## Exercise objective
The data are to be restated in full, exactly as presented.

## Data to process
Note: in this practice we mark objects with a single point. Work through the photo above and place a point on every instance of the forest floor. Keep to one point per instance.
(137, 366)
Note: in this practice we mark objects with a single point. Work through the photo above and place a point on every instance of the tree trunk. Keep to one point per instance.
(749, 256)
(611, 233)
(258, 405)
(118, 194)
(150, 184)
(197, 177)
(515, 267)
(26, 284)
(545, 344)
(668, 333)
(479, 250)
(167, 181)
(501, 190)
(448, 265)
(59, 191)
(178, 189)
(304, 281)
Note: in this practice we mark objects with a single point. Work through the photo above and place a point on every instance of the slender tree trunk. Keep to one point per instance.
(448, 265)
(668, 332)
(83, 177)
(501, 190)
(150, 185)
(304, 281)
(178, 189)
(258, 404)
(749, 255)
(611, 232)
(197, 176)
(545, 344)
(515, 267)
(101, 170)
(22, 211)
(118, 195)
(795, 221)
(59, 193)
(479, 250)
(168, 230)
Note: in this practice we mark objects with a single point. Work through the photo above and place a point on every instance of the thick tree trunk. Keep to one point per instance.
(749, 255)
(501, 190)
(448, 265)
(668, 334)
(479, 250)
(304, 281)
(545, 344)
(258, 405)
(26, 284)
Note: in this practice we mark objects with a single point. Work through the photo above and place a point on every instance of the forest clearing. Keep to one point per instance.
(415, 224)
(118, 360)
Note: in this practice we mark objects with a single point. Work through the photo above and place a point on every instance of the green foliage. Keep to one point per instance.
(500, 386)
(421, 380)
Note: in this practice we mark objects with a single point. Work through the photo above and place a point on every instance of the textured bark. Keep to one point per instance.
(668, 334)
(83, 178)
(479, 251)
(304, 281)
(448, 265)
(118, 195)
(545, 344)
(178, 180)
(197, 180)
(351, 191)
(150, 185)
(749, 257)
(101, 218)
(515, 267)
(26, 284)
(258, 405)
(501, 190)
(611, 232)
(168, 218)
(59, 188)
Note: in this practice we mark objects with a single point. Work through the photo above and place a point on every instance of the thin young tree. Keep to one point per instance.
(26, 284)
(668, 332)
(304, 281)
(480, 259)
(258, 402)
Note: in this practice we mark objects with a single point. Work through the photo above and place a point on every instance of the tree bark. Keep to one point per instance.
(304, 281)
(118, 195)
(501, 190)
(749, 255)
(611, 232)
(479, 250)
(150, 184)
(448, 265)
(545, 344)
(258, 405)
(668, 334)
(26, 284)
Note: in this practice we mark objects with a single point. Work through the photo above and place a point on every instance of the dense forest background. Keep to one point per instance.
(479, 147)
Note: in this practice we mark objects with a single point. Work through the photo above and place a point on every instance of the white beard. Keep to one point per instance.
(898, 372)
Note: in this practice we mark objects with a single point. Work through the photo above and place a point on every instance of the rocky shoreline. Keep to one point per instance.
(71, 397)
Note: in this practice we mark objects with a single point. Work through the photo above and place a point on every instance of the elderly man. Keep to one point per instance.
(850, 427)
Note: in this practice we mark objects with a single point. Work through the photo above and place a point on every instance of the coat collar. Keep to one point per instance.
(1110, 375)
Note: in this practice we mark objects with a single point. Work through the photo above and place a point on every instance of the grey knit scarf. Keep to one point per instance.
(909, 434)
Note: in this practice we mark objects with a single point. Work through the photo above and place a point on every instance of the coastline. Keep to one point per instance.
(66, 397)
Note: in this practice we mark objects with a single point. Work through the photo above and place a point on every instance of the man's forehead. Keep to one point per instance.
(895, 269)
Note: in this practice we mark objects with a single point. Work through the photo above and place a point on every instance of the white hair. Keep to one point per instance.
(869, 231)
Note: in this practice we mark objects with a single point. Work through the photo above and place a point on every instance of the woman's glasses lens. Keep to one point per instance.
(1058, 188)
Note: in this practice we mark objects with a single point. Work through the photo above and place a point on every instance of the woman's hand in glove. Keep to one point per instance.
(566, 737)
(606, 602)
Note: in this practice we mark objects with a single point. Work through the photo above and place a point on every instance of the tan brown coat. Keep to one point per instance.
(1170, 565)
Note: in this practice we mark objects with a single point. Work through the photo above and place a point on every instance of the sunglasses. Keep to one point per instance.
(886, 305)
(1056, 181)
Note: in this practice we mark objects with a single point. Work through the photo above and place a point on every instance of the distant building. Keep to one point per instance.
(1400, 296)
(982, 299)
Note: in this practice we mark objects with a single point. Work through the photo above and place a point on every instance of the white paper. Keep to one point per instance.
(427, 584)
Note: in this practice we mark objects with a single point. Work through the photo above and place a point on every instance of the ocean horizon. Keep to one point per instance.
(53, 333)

## Finished task
Note: in this practice we mark objects with a single point. Work through the photo above and place a point on every instance of the forest floor. Keep to one point per instance.
(137, 366)
Note: in this practice we mark objects with a single point. Work through the photo above and place a point on every instance of the tree trunk. Keep to one point per instance.
(749, 256)
(611, 233)
(258, 405)
(118, 194)
(150, 184)
(197, 177)
(515, 267)
(26, 284)
(545, 344)
(668, 333)
(479, 250)
(167, 181)
(501, 190)
(448, 265)
(59, 191)
(178, 189)
(304, 281)
Note: in this practice we mark objects with a single point. Work through the photo above and place a point on every instance of the slender tree trunk. Keep to one point per instance.
(448, 265)
(668, 332)
(83, 177)
(501, 190)
(150, 185)
(304, 281)
(178, 189)
(258, 404)
(749, 255)
(611, 232)
(197, 176)
(545, 344)
(515, 267)
(101, 170)
(22, 211)
(118, 195)
(795, 221)
(59, 193)
(479, 250)
(168, 230)
Note: in this practice we mark objects with a single point. Work through the photo above and place a point on every instance of the thick tree trunk. Keep to one point per instance.
(749, 255)
(501, 190)
(448, 265)
(668, 334)
(479, 250)
(304, 281)
(545, 344)
(258, 405)
(26, 284)
Note: in this practice we mark objects with a single point. Work through the photo above and place a point on every instance of the forest clearing. Keep to one point per instance.
(415, 224)
(118, 360)
Note: in this practice we mark objects with a single point. Work through the photo above and place a point on every instance of the green foliage. Keep to one point per instance.
(500, 386)
(421, 380)
Note: in this practice we mark objects with a single point. Work through the photo above and place a point on every instance of the textured bark. Keep to one point per instance.
(668, 334)
(83, 178)
(479, 251)
(304, 281)
(448, 265)
(118, 195)
(545, 344)
(178, 180)
(197, 180)
(351, 191)
(150, 185)
(749, 257)
(101, 218)
(515, 267)
(26, 284)
(258, 405)
(501, 190)
(611, 232)
(168, 218)
(59, 188)
Note: in this practice we mark objects with a single point. Work through the photo above and place a point on every instance of the thin young tree. Keep to one point per instance.
(26, 284)
(668, 332)
(304, 281)
(480, 259)
(258, 402)
Note: in this practice we mark objects with a single point. Work through the photo above and place a point on every instance of the tree bark. Keep to one point per instance.
(304, 281)
(118, 195)
(501, 190)
(749, 255)
(611, 232)
(479, 250)
(150, 184)
(448, 265)
(545, 344)
(258, 405)
(668, 334)
(26, 284)
Note: in this practice we mark objects with a single point. Work through the photo above and place a point on every instance of the dense forest background. Keep to one point per instance.
(479, 147)
Note: in this practice we mark objects with a single point. Work through the photo above and place a point on every instance of the white beard. Keep to one point per instance.
(898, 372)
Note: in this practice we mark objects with a single point. Work through the photo above and place a point on every instance of the rocky shoreline. Keep to one point per instance.
(71, 397)
Note: in this practice we mark objects with a single point. Work through the photo above and place a point on every instance of the elderly man. Keep to one point per instance.
(850, 427)
Note: in this practice we mark objects with a single point. Work through the photo above and place a point on every instance of the coat collar. Keep to one point per instance.
(1110, 375)
Note: in this practice we mark objects with a single point. Work through the photo above and place a point on every instance of the grey knit scarf. Keep to one point per instance.
(909, 434)
Note: in this practice we mark objects with a single point. Work through the photo above and place a point on every instance of the coastline. Keep to one point per instance.
(66, 397)
Note: in this practice we mark objects with a single point. Work through the photo above and place a point on every instance of the man's forehead. Keep to one point per instance.
(895, 269)
Note: in this practice we mark objects with a single point. Work through the photo above and place a point on every instance of the white hair. Keep to one point per instance.
(869, 231)
Note: in this practice we mark objects with a single point. Work through the photo above and place a point on every instance of the woman's glasses lens. Keep to one point per instance.
(1058, 188)
Note: in this practice we mark objects with a single point. Work through the photo above and place a point on every instance of the woman's hand in glove. Keep to one point per instance.
(566, 737)
(606, 602)
Note: in this practice we mark objects with a single point. Work through the photo above and place a point on every instance of the tan brown coat. Keep to one point per instance.
(1170, 565)
Note: in this practice we mark objects with a single point. Work through the photo above and place a point on every instance of the sunglasses. Keep to one point per instance.
(886, 305)
(1056, 181)
Note: in this practice we mark objects with a single point. Work through the photo above and place a point on every instance of the distant building. Keep to one point per instance.
(1400, 296)
(982, 299)
Note: in this practice we mark objects with a single point. Work through the photo above and place a point on every instance of the white paper. Keep to one point per instance.
(427, 584)
Note: in this practice we mark objects with a single point. Work through the photo above and place a point on every instance of the ocean horizon. Keep to one point per instance.
(53, 333)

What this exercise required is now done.